Update the records from the line with "For compliance review, please locate the fingernail" to the line with "[0,254,1030,684]", changing "compliance review" to "quality audit" and keeping every other part the same.

Items from a labeling collection
===

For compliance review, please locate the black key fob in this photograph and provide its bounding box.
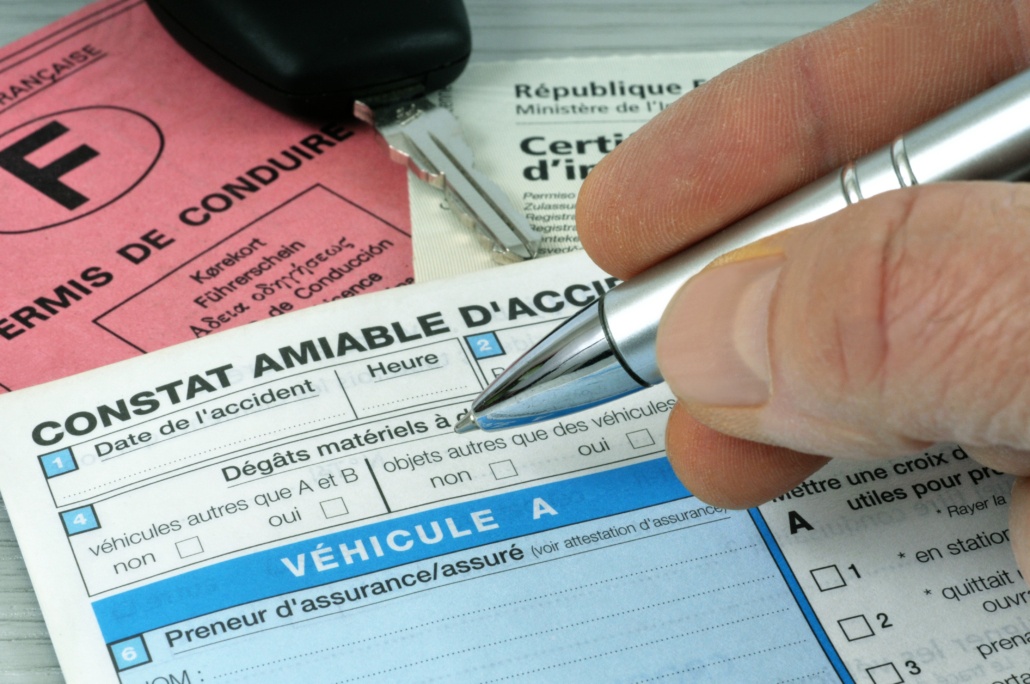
[147,0,472,116]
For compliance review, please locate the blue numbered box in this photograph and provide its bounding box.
[61,506,100,537]
[39,449,78,479]
[107,637,150,672]
[465,333,505,358]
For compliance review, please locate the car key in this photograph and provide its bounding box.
[147,0,541,263]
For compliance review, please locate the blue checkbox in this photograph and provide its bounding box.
[61,506,100,537]
[465,333,505,358]
[39,449,78,478]
[107,637,150,679]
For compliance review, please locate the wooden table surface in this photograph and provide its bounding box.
[0,0,869,684]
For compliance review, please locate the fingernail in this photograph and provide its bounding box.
[658,254,784,406]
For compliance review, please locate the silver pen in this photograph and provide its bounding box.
[455,71,1030,433]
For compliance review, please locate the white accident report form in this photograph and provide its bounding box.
[0,254,1030,684]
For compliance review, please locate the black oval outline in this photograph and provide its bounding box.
[0,104,165,235]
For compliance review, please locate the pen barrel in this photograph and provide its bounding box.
[602,71,1030,385]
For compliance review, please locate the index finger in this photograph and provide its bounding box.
[577,0,1030,278]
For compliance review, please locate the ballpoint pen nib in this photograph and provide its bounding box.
[454,411,479,435]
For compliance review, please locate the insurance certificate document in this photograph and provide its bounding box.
[0,253,1030,684]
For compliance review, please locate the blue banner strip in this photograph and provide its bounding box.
[93,458,690,644]
[748,508,855,684]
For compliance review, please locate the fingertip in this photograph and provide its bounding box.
[665,406,829,509]
[1008,477,1030,578]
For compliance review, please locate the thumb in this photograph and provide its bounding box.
[658,182,1030,467]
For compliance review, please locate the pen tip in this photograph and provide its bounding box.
[454,411,479,435]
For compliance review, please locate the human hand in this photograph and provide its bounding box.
[577,0,1030,572]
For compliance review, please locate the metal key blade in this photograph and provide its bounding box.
[354,98,542,264]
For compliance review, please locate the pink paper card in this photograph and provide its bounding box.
[0,0,412,389]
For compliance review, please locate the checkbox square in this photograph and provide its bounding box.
[465,333,505,360]
[175,537,204,558]
[812,566,848,591]
[490,460,518,480]
[39,449,78,479]
[837,615,873,641]
[321,497,350,518]
[61,506,100,537]
[626,429,654,449]
[865,662,904,684]
[107,637,150,672]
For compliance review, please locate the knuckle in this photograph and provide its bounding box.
[877,185,1030,446]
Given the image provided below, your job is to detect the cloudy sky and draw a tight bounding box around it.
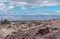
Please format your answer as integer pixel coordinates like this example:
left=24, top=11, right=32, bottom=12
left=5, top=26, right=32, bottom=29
left=0, top=0, right=60, bottom=20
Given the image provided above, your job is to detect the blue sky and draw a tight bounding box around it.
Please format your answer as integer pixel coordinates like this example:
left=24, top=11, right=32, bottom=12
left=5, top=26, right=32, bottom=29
left=0, top=0, right=60, bottom=19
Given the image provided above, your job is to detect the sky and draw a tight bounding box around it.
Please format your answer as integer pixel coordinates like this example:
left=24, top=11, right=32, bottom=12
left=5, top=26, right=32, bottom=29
left=0, top=0, right=60, bottom=20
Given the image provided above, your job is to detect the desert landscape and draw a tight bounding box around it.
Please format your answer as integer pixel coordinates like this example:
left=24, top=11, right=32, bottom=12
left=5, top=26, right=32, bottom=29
left=0, top=19, right=60, bottom=39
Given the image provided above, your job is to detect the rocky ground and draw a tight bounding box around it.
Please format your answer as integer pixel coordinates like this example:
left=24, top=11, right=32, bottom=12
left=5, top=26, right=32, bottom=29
left=0, top=20, right=60, bottom=39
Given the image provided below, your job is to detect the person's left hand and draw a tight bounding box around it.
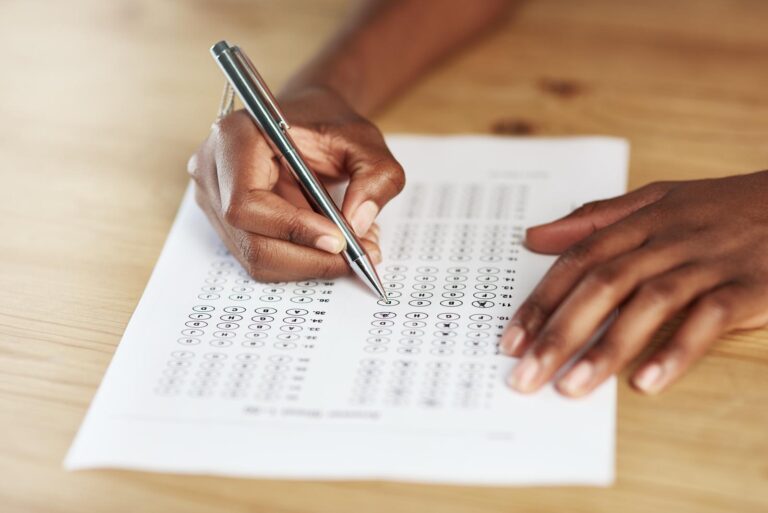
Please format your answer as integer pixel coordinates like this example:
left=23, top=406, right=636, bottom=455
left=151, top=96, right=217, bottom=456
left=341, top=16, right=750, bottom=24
left=501, top=171, right=768, bottom=397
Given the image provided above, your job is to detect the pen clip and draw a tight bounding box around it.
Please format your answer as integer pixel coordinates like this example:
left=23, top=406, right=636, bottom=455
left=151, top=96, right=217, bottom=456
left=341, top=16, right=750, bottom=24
left=232, top=46, right=291, bottom=131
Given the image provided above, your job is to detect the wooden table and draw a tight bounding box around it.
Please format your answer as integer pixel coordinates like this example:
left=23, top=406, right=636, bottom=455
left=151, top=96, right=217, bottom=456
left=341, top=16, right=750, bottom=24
left=0, top=0, right=768, bottom=513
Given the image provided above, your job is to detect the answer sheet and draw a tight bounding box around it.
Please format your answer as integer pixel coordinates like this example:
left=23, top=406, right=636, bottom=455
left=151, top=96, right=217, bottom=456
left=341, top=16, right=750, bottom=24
left=65, top=136, right=628, bottom=485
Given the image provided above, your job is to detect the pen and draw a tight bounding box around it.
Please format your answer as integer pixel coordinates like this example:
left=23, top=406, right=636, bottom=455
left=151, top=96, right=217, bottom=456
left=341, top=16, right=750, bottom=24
left=211, top=41, right=387, bottom=301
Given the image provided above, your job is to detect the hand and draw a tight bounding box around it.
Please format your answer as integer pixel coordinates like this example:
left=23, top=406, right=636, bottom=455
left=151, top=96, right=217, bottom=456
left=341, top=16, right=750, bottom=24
left=188, top=88, right=405, bottom=281
left=501, top=171, right=768, bottom=397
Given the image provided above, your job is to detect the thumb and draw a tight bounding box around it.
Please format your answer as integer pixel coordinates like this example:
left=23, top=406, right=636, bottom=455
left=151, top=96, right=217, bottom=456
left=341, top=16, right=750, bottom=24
left=341, top=136, right=405, bottom=236
left=525, top=182, right=675, bottom=254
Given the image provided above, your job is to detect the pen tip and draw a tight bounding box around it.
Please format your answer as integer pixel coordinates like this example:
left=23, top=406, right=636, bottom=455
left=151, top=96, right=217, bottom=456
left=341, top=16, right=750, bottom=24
left=211, top=39, right=229, bottom=57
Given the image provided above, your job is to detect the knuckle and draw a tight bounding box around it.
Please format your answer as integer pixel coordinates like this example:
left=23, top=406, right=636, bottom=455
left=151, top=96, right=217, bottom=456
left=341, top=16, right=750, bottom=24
left=316, top=257, right=346, bottom=278
left=574, top=201, right=602, bottom=215
left=379, top=159, right=405, bottom=194
left=589, top=339, right=626, bottom=371
left=515, top=296, right=547, bottom=327
left=238, top=236, right=267, bottom=268
left=585, top=265, right=622, bottom=290
left=555, top=242, right=594, bottom=269
left=700, top=294, right=733, bottom=324
left=223, top=198, right=243, bottom=226
left=279, top=210, right=308, bottom=243
left=638, top=280, right=676, bottom=305
left=534, top=328, right=568, bottom=357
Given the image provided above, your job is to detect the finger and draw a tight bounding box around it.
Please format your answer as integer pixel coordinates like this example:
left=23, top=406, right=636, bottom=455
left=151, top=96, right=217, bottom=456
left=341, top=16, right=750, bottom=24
left=525, top=182, right=672, bottom=254
left=341, top=131, right=405, bottom=235
left=234, top=231, right=381, bottom=282
left=223, top=190, right=346, bottom=254
left=210, top=112, right=345, bottom=254
left=557, top=264, right=722, bottom=397
left=631, top=284, right=768, bottom=394
left=362, top=223, right=379, bottom=245
left=500, top=215, right=649, bottom=356
left=211, top=110, right=280, bottom=201
left=509, top=242, right=684, bottom=393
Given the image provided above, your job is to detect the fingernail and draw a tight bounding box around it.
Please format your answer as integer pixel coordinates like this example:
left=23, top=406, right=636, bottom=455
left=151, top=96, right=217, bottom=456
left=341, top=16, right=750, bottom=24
left=632, top=363, right=664, bottom=394
left=557, top=360, right=595, bottom=396
left=501, top=324, right=525, bottom=355
left=350, top=200, right=379, bottom=237
left=315, top=235, right=344, bottom=255
left=507, top=355, right=541, bottom=392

===

Solution for this problem -
For quality audit, please locate the fingernail in this photograph and provide its bounding box.
[658,254,784,406]
For quality audit, please locate the silver pen in this photograph and provide its bounding box.
[455,71,1030,433]
For quality audit, please locate the white accident report form in this photograph and provide its bounding box.
[0,254,1030,684]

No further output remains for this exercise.